Task instructions »
Starting with the line containing "Where can the green tree" and going on through the line containing "Where can the glass", return the lines of the data below exactly, and only those.

[Start of section]

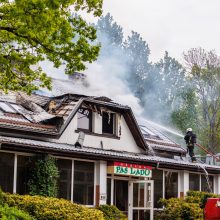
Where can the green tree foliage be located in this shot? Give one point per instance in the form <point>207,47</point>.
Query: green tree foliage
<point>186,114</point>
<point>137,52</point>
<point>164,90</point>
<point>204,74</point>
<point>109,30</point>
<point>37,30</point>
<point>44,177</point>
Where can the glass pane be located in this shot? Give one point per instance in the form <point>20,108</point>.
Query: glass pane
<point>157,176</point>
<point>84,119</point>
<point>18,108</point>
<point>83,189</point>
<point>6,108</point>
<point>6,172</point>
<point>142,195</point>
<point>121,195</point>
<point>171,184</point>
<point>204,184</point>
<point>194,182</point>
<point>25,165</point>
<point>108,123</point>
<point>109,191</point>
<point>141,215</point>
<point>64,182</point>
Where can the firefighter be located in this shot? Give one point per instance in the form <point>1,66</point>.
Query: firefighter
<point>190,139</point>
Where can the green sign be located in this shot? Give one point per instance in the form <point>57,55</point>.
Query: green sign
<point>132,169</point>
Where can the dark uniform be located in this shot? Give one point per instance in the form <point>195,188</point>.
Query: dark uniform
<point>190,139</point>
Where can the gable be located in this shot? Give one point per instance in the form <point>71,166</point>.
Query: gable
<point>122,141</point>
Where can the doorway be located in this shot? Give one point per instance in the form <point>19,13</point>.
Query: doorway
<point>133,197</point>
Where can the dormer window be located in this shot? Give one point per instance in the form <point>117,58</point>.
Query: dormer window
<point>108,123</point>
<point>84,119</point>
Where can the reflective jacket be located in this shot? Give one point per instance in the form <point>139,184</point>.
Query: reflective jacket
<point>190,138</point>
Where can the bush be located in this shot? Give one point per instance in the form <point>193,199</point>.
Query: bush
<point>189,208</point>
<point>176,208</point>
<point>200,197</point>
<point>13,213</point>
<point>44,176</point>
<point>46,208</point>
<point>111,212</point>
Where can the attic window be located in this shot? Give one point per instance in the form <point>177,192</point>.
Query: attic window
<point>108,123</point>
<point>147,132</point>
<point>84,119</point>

[End of section]
[Start of section]

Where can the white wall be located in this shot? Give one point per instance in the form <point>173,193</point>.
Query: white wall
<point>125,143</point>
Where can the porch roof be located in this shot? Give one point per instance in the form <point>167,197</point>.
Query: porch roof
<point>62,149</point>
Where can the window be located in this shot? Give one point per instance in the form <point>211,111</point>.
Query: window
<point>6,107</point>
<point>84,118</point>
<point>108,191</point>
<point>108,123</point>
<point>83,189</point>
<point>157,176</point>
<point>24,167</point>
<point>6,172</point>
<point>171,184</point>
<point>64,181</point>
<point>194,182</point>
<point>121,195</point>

[End of section]

Answer box »
Where can the green tree foliage be located in this shot? Give one point per instance in the form <point>207,47</point>.
Query: green tree foliage
<point>186,114</point>
<point>137,52</point>
<point>164,90</point>
<point>204,74</point>
<point>109,30</point>
<point>37,30</point>
<point>44,177</point>
Where can the glass pane be located in this shot? Give one point per instance in the form <point>20,108</point>.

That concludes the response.